## start Stored records

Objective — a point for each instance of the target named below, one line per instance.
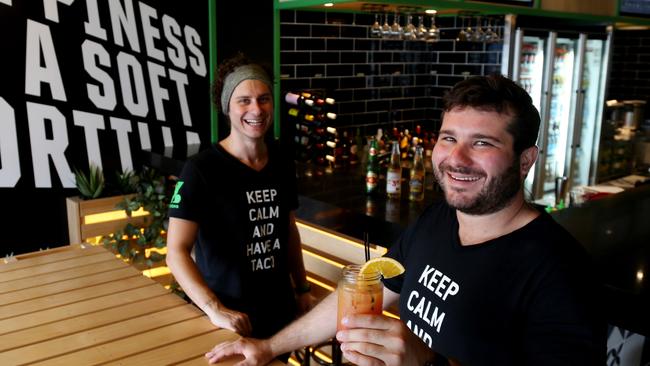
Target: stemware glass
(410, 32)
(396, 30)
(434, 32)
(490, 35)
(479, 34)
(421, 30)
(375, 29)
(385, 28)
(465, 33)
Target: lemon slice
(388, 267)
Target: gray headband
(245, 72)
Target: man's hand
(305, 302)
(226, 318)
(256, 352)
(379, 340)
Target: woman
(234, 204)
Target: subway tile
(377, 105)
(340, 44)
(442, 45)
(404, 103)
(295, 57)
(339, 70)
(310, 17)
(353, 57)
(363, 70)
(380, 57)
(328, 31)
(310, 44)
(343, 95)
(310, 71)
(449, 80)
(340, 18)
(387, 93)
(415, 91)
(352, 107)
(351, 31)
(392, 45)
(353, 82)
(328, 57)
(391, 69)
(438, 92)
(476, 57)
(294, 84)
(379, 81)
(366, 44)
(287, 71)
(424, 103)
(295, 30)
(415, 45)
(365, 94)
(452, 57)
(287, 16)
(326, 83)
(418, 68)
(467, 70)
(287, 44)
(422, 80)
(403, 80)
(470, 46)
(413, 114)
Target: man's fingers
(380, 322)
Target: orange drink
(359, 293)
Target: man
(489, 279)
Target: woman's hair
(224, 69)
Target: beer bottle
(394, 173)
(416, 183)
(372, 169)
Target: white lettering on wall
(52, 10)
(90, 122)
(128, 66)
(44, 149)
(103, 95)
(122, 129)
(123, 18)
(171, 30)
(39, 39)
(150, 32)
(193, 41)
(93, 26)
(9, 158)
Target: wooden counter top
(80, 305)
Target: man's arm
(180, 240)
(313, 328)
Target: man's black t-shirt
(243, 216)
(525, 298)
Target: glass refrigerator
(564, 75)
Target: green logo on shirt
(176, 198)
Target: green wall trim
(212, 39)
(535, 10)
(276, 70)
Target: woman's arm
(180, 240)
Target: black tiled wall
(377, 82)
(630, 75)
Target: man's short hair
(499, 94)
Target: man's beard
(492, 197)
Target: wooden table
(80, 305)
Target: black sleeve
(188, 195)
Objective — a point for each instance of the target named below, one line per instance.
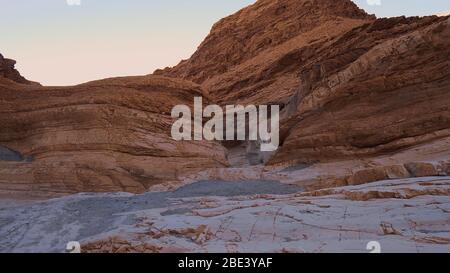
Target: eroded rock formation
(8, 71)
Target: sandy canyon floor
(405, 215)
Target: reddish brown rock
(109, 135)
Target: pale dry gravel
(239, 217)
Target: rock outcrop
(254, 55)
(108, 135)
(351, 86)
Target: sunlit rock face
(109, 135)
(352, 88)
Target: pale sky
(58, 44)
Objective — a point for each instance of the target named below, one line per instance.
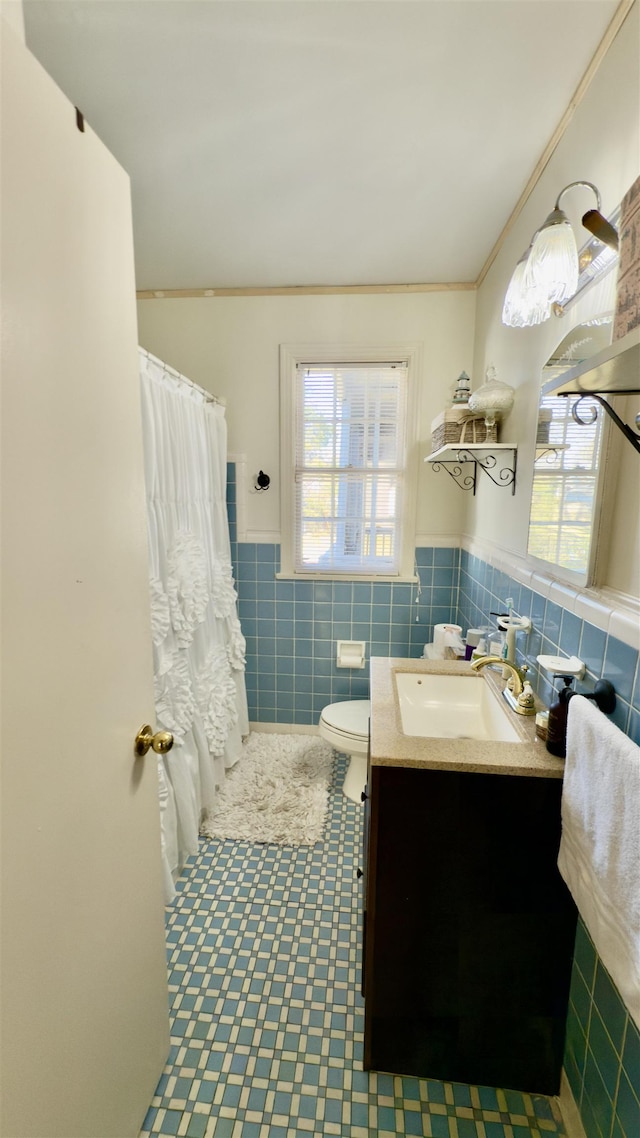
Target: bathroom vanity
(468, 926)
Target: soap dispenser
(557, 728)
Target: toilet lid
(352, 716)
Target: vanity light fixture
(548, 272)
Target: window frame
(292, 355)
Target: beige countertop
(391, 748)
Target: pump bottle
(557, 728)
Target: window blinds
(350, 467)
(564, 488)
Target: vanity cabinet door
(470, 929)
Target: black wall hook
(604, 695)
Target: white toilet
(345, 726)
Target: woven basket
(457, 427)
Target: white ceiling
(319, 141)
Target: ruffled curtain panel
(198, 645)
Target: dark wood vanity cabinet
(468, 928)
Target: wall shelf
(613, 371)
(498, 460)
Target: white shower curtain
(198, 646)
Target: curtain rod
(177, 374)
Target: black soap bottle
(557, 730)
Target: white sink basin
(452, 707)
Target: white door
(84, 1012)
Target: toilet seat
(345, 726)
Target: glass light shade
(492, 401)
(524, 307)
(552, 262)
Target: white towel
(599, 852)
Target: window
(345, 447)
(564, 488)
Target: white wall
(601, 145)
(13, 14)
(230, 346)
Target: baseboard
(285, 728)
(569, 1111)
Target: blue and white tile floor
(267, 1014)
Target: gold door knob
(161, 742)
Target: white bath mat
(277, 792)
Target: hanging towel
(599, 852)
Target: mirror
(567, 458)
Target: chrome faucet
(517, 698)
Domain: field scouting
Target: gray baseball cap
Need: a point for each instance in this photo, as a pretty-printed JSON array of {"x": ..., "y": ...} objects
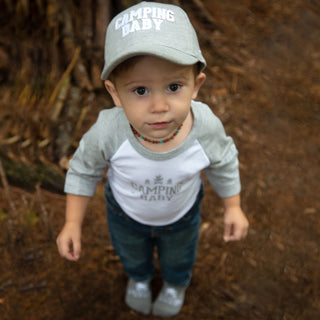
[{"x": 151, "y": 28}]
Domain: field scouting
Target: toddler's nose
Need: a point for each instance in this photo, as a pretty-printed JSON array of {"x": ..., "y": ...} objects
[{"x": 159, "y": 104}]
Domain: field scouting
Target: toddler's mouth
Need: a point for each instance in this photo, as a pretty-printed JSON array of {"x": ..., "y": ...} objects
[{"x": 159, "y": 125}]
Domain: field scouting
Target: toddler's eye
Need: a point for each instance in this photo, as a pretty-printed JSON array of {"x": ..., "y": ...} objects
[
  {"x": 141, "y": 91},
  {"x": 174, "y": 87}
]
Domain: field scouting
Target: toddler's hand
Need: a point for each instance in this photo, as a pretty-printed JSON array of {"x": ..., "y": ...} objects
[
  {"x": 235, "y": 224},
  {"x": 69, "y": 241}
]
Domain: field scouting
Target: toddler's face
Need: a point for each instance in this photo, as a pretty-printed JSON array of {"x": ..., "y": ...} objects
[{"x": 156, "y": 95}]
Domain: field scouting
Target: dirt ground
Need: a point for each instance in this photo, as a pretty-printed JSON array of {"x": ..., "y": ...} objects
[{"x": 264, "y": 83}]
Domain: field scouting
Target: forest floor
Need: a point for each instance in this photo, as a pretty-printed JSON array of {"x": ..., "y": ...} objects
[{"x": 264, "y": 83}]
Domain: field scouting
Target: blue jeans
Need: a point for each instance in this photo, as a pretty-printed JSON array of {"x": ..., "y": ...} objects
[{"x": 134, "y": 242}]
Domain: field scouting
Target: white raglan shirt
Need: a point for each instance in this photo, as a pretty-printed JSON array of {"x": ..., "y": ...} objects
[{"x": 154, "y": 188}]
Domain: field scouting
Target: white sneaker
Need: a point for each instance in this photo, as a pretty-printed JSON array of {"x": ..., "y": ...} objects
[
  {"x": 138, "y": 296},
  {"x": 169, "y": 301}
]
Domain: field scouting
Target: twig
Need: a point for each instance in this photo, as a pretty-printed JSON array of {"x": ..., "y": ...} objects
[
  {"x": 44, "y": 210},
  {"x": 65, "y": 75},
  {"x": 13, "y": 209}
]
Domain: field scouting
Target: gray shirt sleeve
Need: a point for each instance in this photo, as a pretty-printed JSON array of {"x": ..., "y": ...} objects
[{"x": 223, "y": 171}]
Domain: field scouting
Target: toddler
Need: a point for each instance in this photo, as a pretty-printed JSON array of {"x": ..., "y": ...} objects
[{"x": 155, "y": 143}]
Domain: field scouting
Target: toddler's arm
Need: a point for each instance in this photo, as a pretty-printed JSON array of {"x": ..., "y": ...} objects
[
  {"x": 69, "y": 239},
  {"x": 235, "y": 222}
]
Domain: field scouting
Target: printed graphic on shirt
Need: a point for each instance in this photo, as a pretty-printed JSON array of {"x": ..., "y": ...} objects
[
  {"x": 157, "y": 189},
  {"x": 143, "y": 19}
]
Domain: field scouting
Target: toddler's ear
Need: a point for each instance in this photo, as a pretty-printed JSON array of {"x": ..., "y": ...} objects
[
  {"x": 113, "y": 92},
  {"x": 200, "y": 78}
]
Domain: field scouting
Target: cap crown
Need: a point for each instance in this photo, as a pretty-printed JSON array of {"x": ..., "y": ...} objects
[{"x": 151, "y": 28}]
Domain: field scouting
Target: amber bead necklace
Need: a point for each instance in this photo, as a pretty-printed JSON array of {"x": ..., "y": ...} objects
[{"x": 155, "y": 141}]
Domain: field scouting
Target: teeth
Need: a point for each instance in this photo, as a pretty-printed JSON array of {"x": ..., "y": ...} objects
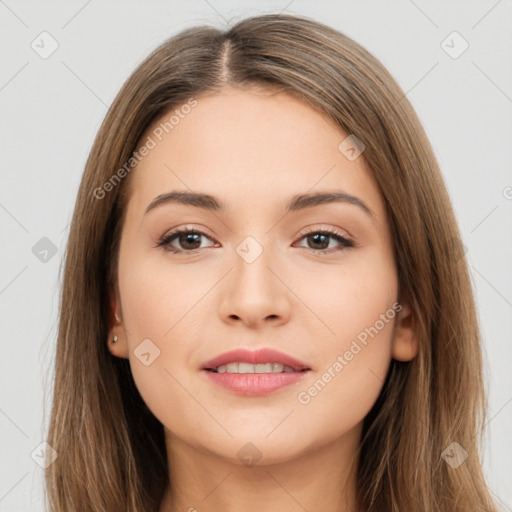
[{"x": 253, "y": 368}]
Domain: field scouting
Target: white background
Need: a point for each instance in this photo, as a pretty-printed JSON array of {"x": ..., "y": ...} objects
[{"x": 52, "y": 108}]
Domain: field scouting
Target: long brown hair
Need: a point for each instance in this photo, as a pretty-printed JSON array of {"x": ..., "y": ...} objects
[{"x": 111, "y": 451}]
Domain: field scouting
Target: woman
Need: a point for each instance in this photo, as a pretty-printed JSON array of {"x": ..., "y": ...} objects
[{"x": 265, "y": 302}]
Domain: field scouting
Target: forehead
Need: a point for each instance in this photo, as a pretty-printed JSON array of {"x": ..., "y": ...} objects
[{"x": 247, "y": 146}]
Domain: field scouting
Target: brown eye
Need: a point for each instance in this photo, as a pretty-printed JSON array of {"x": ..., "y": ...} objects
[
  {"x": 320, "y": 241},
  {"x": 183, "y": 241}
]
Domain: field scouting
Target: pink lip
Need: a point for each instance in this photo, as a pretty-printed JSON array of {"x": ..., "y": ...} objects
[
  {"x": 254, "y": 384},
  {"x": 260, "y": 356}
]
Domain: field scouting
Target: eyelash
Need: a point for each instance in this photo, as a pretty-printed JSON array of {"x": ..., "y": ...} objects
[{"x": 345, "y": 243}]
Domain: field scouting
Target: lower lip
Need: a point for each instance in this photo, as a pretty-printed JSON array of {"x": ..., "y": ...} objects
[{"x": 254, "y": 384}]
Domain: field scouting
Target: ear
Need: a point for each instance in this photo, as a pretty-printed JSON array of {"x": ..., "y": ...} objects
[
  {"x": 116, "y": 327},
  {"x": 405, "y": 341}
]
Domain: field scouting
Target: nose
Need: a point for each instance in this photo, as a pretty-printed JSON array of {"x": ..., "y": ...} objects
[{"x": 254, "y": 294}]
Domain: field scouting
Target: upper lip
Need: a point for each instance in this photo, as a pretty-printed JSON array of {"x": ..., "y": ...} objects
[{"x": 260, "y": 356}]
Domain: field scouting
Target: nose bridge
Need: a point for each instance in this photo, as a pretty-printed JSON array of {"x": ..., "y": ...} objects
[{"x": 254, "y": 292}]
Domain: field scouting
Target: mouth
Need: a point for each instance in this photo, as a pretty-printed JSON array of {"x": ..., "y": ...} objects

## end Stored records

__Written problem__
Pull out every line of the data above that contains the string "shirt", and copy each one in full. Treat uppercase and lowercase as different.

__Result of this task__
Target: man's black t-shirt
Target: green logo on shirt
Target: white raglan shirt
Target: gray shirt sleeve
Target: printed graphic on shirt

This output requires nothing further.